Goal ▸
Pull out every line of the material below that contains the word "shrub", copying each one in full.
.....
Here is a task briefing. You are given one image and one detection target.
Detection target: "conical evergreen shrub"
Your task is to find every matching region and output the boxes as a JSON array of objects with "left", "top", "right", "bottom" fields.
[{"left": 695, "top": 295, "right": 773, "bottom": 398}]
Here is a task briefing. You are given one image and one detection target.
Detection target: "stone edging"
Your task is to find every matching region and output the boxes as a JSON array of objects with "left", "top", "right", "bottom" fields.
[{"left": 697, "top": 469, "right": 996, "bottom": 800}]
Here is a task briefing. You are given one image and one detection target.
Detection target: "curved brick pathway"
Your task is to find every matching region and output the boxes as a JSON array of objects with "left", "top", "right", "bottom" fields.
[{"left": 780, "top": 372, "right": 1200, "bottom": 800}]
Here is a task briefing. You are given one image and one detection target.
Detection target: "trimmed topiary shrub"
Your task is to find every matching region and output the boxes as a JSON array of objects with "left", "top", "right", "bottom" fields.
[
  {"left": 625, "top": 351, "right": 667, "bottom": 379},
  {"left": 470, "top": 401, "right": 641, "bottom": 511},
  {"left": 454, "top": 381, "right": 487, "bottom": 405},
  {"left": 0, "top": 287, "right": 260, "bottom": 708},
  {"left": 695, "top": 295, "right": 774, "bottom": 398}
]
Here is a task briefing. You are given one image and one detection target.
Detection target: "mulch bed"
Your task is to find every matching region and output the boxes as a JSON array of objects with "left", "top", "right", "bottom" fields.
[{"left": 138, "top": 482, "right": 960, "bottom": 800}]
.....
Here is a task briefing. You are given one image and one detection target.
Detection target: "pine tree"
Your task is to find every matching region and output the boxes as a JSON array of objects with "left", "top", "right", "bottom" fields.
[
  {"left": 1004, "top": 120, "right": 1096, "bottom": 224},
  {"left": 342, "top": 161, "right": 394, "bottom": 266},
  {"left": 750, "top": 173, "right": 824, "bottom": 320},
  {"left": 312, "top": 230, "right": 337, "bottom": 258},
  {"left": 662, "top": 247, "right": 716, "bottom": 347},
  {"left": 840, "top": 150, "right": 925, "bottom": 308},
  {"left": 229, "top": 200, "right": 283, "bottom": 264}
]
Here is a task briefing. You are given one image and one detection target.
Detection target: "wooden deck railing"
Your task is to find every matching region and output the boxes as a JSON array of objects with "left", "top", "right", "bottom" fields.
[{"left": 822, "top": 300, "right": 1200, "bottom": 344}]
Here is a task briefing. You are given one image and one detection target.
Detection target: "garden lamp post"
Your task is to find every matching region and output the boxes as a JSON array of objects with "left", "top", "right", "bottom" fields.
.....
Answer for this exercise ▸
Detection target: "conical evergreen shrub"
Detection target: "trimmed topiary shrub"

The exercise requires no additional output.